**EXERCISE**: Update the Barrie line history from "Text by Daniel" up to and including "north to Collingwood." and write that passage out again with "building" in place of "construction".

Text by Daniel Garcia and James Bow
Rails first extended north from Toronto towards Barrie in 1852, when construction began on the Ontario, Simcoe & Northern Railway. Passenger train operation between Toronto and Aurora (then known as Machell's Corners) started on May 16, 1853. On October 11, 1853, service extended north to Barrie. The line would continue north to Collingwood.
Grand Trunk Railway took over operations of the line in 1888 and was itself absorbed by Canadian National in 1923. Passenger service on the line was primarily long distance, with Barrie a stop on the way between Toronto and points north, like Collingwood, North Bay and Sudbury. It was only on April 1, 1972 that Canadian National introduced a dedicated commuter service between Barrie and Toronto -- at the orders of the Canadian Transportation Commission. When the federal government transferred the nation's rail passenger operations to VIA Rail, VIA trains took over in 1978.
So, along with the Stouffville line, the Barrie line is one of two train services GO Transit inherited from VIA Rail. When a recession hit Canada in 1981, the Liberal government of Pierre Trudeau looked at cutting VIA Rail's subsidy. The Pepin cuts eliminated 20% of VIA's network, including the complete abandonment of the Barrie, Stouffville and Peterborough runs. Public pressure encouraged the Ontario government to step in, since these services seemed to match GO's mandate. While they opted not to take over the Toronto-Peterborough train, the government of Ontario did incorporate the Barrie and Stouffville services into the GO Transit network. On September 7th, 1982, GO trains rolled for the first time, connecting Union Station to Bradford. Connecting buses took passengers the rest of the way to Barrie.

**SUPPLIED DATA**:
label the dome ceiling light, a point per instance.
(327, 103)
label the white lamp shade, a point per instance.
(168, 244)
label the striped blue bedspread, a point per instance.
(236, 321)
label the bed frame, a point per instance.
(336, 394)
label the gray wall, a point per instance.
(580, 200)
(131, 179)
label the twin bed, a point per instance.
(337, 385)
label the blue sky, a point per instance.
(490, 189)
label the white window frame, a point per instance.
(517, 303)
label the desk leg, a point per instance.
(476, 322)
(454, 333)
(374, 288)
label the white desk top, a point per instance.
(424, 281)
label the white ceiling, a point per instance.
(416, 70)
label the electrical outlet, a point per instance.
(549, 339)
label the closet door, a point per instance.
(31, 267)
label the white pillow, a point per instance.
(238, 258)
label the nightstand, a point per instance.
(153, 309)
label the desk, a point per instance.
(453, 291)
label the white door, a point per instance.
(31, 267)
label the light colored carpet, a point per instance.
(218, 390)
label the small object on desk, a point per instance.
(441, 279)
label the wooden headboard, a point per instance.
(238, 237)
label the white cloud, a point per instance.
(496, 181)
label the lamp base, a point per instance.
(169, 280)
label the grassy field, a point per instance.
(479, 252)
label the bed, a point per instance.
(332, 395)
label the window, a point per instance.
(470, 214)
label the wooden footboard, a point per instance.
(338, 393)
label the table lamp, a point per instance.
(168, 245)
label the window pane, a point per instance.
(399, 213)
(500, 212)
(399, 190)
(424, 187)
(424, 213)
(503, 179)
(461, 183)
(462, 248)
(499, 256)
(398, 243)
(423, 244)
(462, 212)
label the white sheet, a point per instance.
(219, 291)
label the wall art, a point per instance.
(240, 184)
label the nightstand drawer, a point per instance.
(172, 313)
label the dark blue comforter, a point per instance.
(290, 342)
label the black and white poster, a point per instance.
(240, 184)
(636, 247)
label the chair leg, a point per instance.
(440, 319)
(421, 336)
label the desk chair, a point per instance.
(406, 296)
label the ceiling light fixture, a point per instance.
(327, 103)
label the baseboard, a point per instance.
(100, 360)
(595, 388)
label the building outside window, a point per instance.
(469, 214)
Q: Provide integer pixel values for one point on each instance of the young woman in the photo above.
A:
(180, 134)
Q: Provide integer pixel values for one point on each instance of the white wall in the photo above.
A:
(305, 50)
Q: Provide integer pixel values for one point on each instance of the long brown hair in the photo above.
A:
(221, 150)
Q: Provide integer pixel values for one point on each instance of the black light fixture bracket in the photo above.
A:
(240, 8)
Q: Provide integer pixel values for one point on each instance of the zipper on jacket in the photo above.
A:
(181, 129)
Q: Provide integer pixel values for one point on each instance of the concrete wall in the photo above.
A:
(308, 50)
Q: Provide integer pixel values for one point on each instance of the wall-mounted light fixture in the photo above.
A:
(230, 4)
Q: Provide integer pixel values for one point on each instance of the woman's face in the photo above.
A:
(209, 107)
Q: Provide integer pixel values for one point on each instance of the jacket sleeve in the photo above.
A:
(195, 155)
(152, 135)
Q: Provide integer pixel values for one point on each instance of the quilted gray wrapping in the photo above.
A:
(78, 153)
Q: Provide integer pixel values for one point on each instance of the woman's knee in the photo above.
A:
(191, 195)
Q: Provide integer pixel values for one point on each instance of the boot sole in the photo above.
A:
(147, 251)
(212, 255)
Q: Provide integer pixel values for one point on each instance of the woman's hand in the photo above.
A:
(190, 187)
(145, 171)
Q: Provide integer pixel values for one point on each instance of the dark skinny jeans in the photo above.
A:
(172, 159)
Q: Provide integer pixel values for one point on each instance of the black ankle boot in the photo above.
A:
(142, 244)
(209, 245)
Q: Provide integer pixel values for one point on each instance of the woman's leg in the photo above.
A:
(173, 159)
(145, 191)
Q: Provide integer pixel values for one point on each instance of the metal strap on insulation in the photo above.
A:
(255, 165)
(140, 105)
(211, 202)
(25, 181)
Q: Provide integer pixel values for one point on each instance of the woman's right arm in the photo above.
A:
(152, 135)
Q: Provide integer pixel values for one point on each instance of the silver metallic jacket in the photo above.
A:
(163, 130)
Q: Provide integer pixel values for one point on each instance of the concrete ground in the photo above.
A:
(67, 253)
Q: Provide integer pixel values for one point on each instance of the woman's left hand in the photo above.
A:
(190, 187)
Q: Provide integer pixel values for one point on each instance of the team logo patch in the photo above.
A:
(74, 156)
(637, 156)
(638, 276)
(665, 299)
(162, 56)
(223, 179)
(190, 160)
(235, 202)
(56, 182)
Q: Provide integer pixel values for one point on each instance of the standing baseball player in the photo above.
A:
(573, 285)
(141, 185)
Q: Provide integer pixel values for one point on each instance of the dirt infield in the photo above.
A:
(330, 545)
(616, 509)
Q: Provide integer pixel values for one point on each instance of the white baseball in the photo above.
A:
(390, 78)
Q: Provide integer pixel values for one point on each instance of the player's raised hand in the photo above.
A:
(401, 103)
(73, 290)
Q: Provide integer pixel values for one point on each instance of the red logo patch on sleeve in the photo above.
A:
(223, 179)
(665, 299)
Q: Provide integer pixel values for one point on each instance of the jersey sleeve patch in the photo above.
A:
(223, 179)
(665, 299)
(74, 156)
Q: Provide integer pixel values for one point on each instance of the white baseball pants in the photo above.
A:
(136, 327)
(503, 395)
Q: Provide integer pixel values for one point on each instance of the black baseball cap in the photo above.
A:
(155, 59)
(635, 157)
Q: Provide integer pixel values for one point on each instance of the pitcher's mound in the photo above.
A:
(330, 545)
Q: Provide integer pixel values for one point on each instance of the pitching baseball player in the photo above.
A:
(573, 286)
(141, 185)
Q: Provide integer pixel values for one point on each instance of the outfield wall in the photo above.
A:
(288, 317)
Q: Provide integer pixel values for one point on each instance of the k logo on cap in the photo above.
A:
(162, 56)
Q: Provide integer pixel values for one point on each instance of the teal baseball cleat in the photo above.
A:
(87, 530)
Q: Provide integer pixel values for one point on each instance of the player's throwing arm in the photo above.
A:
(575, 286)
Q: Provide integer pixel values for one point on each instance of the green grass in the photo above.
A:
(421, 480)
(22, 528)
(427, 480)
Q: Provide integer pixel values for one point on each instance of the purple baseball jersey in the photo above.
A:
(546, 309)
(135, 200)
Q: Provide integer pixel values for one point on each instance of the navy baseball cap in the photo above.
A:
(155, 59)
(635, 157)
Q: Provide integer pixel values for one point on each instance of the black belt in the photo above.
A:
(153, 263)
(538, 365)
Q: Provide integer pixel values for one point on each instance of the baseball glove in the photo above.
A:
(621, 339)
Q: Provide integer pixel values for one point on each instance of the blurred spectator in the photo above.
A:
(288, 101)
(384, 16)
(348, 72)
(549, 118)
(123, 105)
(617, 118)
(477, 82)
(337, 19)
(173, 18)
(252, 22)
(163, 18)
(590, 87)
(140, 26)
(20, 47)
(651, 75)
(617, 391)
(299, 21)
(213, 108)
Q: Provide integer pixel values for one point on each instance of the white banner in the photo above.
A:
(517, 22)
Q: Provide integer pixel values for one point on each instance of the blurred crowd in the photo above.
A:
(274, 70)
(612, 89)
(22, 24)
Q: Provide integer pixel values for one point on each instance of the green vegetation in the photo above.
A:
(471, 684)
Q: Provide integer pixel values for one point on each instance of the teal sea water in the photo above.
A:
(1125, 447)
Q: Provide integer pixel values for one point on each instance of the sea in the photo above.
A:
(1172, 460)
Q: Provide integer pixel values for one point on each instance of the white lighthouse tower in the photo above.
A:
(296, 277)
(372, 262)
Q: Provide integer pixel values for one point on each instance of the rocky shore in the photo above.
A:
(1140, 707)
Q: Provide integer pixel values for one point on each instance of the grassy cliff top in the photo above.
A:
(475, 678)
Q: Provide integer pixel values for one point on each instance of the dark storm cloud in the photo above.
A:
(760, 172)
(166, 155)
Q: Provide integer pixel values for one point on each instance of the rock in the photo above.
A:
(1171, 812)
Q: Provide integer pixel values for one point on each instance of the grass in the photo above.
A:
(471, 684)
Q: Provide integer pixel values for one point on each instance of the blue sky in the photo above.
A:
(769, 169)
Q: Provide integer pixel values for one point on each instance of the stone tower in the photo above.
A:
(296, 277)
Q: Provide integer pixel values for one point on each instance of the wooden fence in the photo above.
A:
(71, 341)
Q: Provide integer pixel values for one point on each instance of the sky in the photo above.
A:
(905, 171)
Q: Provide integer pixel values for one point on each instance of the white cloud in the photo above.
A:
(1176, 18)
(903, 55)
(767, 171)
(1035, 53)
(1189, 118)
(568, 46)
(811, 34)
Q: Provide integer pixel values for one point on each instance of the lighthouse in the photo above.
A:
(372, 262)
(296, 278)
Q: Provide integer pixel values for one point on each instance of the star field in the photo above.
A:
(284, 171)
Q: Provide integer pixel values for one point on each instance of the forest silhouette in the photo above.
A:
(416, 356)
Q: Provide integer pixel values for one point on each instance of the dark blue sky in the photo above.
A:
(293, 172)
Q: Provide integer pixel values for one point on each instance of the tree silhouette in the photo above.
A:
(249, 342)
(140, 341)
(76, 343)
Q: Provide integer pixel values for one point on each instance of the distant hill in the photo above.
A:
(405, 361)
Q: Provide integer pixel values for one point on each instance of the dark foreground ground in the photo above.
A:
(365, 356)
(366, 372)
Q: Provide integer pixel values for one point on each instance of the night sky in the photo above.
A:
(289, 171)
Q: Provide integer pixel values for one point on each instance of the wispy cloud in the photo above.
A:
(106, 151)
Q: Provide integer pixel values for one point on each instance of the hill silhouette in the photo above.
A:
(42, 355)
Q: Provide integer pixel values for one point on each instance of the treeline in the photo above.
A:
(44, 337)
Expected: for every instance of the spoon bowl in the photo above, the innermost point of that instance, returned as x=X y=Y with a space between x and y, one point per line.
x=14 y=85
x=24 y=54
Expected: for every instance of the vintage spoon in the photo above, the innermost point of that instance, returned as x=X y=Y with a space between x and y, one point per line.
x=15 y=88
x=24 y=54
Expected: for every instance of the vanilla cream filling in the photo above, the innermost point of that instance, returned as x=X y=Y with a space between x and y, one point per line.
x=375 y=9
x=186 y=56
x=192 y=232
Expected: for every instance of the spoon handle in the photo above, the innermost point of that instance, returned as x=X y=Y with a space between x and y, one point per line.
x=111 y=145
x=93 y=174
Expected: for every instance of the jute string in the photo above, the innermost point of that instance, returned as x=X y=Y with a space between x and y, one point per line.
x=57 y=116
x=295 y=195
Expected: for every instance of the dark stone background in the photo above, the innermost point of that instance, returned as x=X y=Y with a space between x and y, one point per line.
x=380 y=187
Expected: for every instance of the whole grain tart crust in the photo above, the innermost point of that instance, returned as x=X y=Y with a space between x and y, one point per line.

**RESULT**:
Text by Daniel Garcia and James Bow
Rails first extended north from Toronto towards Barrie in 1852, when building began on the Ontario, Simcoe & Northern Railway. Passenger train operation between Toronto and Aurora (then known as Machell's Corners) started on May 16, 1853. On October 11, 1853, service extended north to Barrie. The line would continue north to Collingwood.